━━ SOURCE MATERIAL ━━

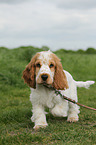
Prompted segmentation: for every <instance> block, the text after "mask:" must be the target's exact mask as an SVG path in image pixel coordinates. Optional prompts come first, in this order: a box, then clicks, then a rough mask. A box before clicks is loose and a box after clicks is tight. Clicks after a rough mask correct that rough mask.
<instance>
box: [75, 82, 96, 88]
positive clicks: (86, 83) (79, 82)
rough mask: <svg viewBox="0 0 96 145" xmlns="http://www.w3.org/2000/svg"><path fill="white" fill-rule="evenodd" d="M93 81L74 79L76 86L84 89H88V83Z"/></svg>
mask: <svg viewBox="0 0 96 145" xmlns="http://www.w3.org/2000/svg"><path fill="white" fill-rule="evenodd" d="M94 83H95V81H86V82H82V81H76V85H77V87H84V88H86V89H88V88H89V87H90V85H92V84H94Z"/></svg>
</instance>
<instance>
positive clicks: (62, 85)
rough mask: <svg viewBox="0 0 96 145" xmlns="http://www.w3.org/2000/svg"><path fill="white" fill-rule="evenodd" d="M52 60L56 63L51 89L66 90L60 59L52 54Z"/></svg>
mask: <svg viewBox="0 0 96 145" xmlns="http://www.w3.org/2000/svg"><path fill="white" fill-rule="evenodd" d="M52 58H53V60H54V61H55V63H56V66H55V74H54V82H53V87H54V88H56V89H57V90H65V89H67V88H68V83H67V79H66V75H65V73H64V71H63V67H62V64H61V62H60V59H59V58H58V57H57V56H56V55H55V54H52Z"/></svg>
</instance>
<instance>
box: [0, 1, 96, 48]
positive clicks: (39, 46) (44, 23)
mask: <svg viewBox="0 0 96 145" xmlns="http://www.w3.org/2000/svg"><path fill="white" fill-rule="evenodd" d="M22 45H23V46H28V45H32V46H37V47H42V46H48V47H49V48H51V50H56V49H60V48H66V49H73V50H77V49H87V48H88V47H94V48H96V0H0V46H5V47H8V48H16V47H19V46H22Z"/></svg>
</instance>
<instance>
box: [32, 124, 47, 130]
mask: <svg viewBox="0 0 96 145" xmlns="http://www.w3.org/2000/svg"><path fill="white" fill-rule="evenodd" d="M47 126H48V125H47V124H44V125H35V126H34V127H33V128H34V129H35V130H38V129H40V128H46V127H47Z"/></svg>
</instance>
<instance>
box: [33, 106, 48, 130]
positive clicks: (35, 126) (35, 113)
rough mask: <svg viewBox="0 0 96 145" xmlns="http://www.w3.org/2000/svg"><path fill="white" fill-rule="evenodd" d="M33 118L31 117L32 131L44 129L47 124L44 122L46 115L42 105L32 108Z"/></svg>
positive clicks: (44, 121)
mask: <svg viewBox="0 0 96 145" xmlns="http://www.w3.org/2000/svg"><path fill="white" fill-rule="evenodd" d="M32 112H33V116H32V117H31V120H32V122H35V126H34V129H35V130H37V129H39V128H44V127H46V126H47V125H48V124H47V122H46V115H45V111H44V107H43V106H42V105H35V106H33V110H32Z"/></svg>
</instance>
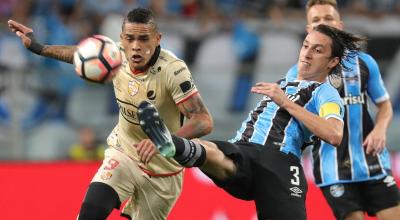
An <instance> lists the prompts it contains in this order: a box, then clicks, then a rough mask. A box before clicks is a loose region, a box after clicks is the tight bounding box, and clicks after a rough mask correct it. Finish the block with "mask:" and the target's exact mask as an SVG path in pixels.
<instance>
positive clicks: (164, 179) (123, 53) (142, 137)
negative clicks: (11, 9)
mask: <svg viewBox="0 0 400 220" xmlns="http://www.w3.org/2000/svg"><path fill="white" fill-rule="evenodd" d="M8 25H9V27H10V29H11V30H12V31H13V32H15V33H16V34H17V35H18V37H20V38H21V40H22V42H23V44H24V45H25V47H27V48H28V49H30V50H31V51H32V52H34V53H37V54H39V55H41V56H46V57H51V58H55V59H58V60H61V61H64V62H67V63H72V62H73V53H74V51H75V50H76V47H75V46H50V45H41V44H39V43H38V42H36V41H35V40H34V39H33V35H32V33H33V31H32V29H30V28H28V27H26V26H24V25H22V24H19V23H17V22H15V21H9V23H8ZM120 39H121V43H120V49H121V52H122V53H123V54H124V55H125V56H123V64H122V67H121V68H120V70H119V72H118V73H117V75H116V77H115V78H114V79H113V85H114V92H115V97H116V101H117V103H118V106H119V109H120V111H119V120H118V124H117V125H116V126H115V128H114V129H113V131H112V132H111V134H110V135H109V137H108V139H107V144H108V145H109V148H108V149H107V150H106V152H105V159H104V161H103V164H102V165H101V167H100V168H99V170H98V172H97V173H96V174H95V176H94V177H93V180H92V182H91V184H90V185H89V189H88V191H87V193H86V196H85V199H84V201H83V204H82V206H81V210H80V213H79V218H78V219H79V220H101V219H106V218H107V216H108V215H109V214H110V213H111V211H112V210H113V209H114V208H117V209H119V208H120V205H121V202H124V201H125V200H127V199H129V202H128V203H127V205H126V206H125V207H124V210H123V215H125V216H127V217H129V218H131V219H152V220H153V219H166V218H167V216H168V213H169V211H170V210H171V208H172V206H173V204H174V203H175V201H176V199H177V198H178V196H179V194H180V192H181V189H182V177H183V173H182V170H183V168H182V166H180V165H179V164H178V163H177V162H176V161H175V160H173V159H172V158H165V157H162V156H161V155H160V154H156V153H157V151H156V150H152V149H155V148H154V147H153V148H151V147H149V146H152V145H153V143H152V142H151V141H150V140H149V139H147V138H146V135H145V134H144V133H143V131H142V129H141V128H140V126H139V121H138V119H137V117H136V112H137V106H138V105H139V103H140V102H141V101H143V100H148V101H149V102H151V103H153V104H154V105H156V106H157V108H158V109H160V114H161V115H162V116H163V117H164V118H165V123H166V124H167V126H168V128H169V129H171V131H172V132H174V133H175V134H177V135H180V136H183V137H187V138H194V137H199V136H202V135H205V134H207V133H209V132H210V131H211V129H212V119H211V116H210V114H209V112H208V110H207V108H206V107H205V106H204V104H203V101H202V99H201V97H200V94H199V92H198V90H197V88H196V86H195V85H194V83H193V80H192V77H191V74H190V71H189V69H188V67H187V66H186V64H185V63H184V62H183V61H182V60H180V59H178V58H177V57H176V56H175V55H174V54H173V53H172V52H170V51H168V50H164V49H162V48H161V47H160V40H161V33H160V32H159V31H158V29H157V24H156V22H155V19H154V16H153V14H152V12H151V11H150V10H147V9H143V8H137V9H134V10H132V11H131V12H129V13H128V15H127V16H126V17H125V19H124V21H123V24H122V32H121V35H120ZM183 116H186V118H188V120H187V121H186V122H185V123H184V124H182V123H183V119H184V117H183Z"/></svg>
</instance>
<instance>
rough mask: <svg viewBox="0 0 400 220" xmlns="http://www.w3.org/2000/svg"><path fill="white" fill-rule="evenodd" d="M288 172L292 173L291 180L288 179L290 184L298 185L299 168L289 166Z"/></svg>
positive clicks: (298, 177)
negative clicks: (288, 169) (289, 168)
mask: <svg viewBox="0 0 400 220" xmlns="http://www.w3.org/2000/svg"><path fill="white" fill-rule="evenodd" d="M290 172H293V178H292V179H290V182H291V183H292V184H293V185H296V186H298V185H300V178H299V173H300V171H299V167H298V166H290Z"/></svg>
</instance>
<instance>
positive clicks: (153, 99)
mask: <svg viewBox="0 0 400 220" xmlns="http://www.w3.org/2000/svg"><path fill="white" fill-rule="evenodd" d="M147 98H148V99H150V100H154V99H156V93H155V92H154V90H150V91H148V92H147Z"/></svg>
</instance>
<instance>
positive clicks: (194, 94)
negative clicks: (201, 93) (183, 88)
mask: <svg viewBox="0 0 400 220" xmlns="http://www.w3.org/2000/svg"><path fill="white" fill-rule="evenodd" d="M197 93H199V91H196V92H195V93H193V94H191V95H190V96H188V97H186V98H184V99H182V100H181V101H179V102H177V103H176V104H177V105H179V104H182V103H184V102H186V101H187V100H188V99H190V98H192V97H193V96H194V95H196V94H197Z"/></svg>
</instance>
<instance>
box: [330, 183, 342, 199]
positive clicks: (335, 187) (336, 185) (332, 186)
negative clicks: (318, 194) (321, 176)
mask: <svg viewBox="0 0 400 220" xmlns="http://www.w3.org/2000/svg"><path fill="white" fill-rule="evenodd" d="M329 192H330V193H331V195H332V196H333V197H335V198H338V197H341V196H342V195H343V194H344V186H343V184H335V185H332V186H330V187H329Z"/></svg>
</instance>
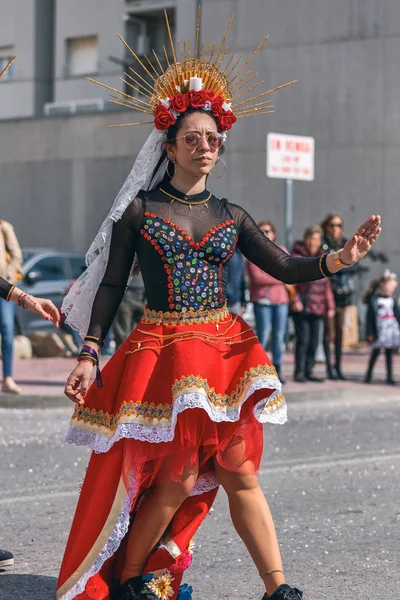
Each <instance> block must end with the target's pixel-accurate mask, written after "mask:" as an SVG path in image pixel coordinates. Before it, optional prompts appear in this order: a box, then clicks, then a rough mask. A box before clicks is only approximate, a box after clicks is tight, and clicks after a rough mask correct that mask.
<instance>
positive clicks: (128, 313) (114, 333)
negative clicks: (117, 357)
mask: <svg viewBox="0 0 400 600" xmlns="http://www.w3.org/2000/svg"><path fill="white" fill-rule="evenodd" d="M145 301H146V300H145V292H144V283H143V277H142V274H141V273H140V272H138V273H137V274H135V275H134V276H133V277H132V280H131V282H130V284H129V286H128V287H127V289H126V290H125V294H124V297H123V298H122V302H121V304H120V306H119V308H118V311H117V314H116V315H115V319H114V322H113V326H112V328H113V333H114V340H115V349H116V350H117V349H118V348H119V347H120V345H121V344H122V343H123V342H124V341H125V340H126V338H127V337H128V335H129V334H130V333H131V332H132V331H133V329H134V328H135V327H136V325H137V324H138V323H139V321H140V319H141V318H142V317H143V314H144V304H145Z"/></svg>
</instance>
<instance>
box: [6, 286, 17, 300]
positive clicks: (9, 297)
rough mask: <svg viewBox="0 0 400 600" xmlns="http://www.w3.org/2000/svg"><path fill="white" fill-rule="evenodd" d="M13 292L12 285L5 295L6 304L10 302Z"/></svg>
mask: <svg viewBox="0 0 400 600" xmlns="http://www.w3.org/2000/svg"><path fill="white" fill-rule="evenodd" d="M14 290H15V285H12V286H11V287H10V289H9V290H8V294H7V297H6V302H10V300H11V294H12V293H13V291H14Z"/></svg>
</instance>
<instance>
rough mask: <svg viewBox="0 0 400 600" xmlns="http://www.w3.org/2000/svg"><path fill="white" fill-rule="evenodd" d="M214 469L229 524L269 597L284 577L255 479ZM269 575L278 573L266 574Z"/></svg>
mask: <svg viewBox="0 0 400 600" xmlns="http://www.w3.org/2000/svg"><path fill="white" fill-rule="evenodd" d="M215 469H216V473H217V476H218V479H219V481H220V483H221V485H222V486H223V488H224V489H225V491H226V493H227V495H228V500H229V508H230V513H231V518H232V523H233V525H234V527H235V529H236V531H237V532H238V534H239V536H240V537H241V538H242V540H243V542H244V544H245V545H246V547H247V550H248V551H249V554H250V556H251V558H252V559H253V561H254V564H255V565H256V567H257V569H258V571H259V573H260V576H261V577H262V579H263V581H264V584H265V589H266V592H267V594H269V595H271V594H272V593H273V592H274V591H275V590H276V588H277V587H278V586H279V585H281V584H282V583H285V577H284V575H283V567H282V559H281V554H280V550H279V545H278V539H277V537H276V531H275V525H274V522H273V520H272V515H271V511H270V510H269V506H268V504H267V501H266V499H265V496H264V494H263V492H262V490H261V488H260V486H259V483H258V479H257V477H256V476H255V475H250V474H245V473H237V472H235V471H227V470H226V469H223V468H222V467H221V466H219V465H218V464H217V463H216V461H215ZM270 571H277V572H275V573H270V574H268V572H270ZM266 573H267V574H266Z"/></svg>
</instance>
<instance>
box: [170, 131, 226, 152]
mask: <svg viewBox="0 0 400 600" xmlns="http://www.w3.org/2000/svg"><path fill="white" fill-rule="evenodd" d="M203 138H204V139H205V140H206V142H207V144H208V145H209V147H210V150H217V149H219V148H221V146H222V144H223V142H224V136H223V135H222V134H221V133H218V132H216V131H215V132H214V131H209V132H208V133H206V134H205V135H201V134H200V133H198V132H197V131H187V132H186V133H185V135H180V136H179V137H177V138H175V139H174V140H170V141H171V142H173V141H175V140H179V139H183V141H184V144H185V146H186V148H189V150H196V149H197V148H198V147H199V146H200V144H201V140H202V139H203Z"/></svg>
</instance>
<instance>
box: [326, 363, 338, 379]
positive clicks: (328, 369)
mask: <svg viewBox="0 0 400 600" xmlns="http://www.w3.org/2000/svg"><path fill="white" fill-rule="evenodd" d="M326 376H327V378H328V379H332V380H333V381H337V380H338V379H339V377H338V376H337V373H335V371H334V370H333V369H332V367H331V366H330V365H329V366H327V367H326Z"/></svg>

━━━

◆ **TASK INSTRUCTIONS**
Take the entries above and copy out all lines with the string "loose".

◆ **WRITTEN SOLUTION**
Prompted segmentation: for every <instance> block, the text after "mask:" must be the target's exact mask as an SVG path in image pixel coordinates. Optional prompts come first, in this order: a box, then clicks, then a rough mask. A box before clicks is loose and a box after clicks is tight. Clicks after a rough mask correct that rough mask.
An <instance> lists the prompts it contains in this order: a box, then clicks, then a rough mask. A box before clicks is a loose region, a box after clicks is the tight bounding box, and clicks after a rough mask correct it. Finish the block with "mask:" and the target's exact mask as an SVG path in pixels.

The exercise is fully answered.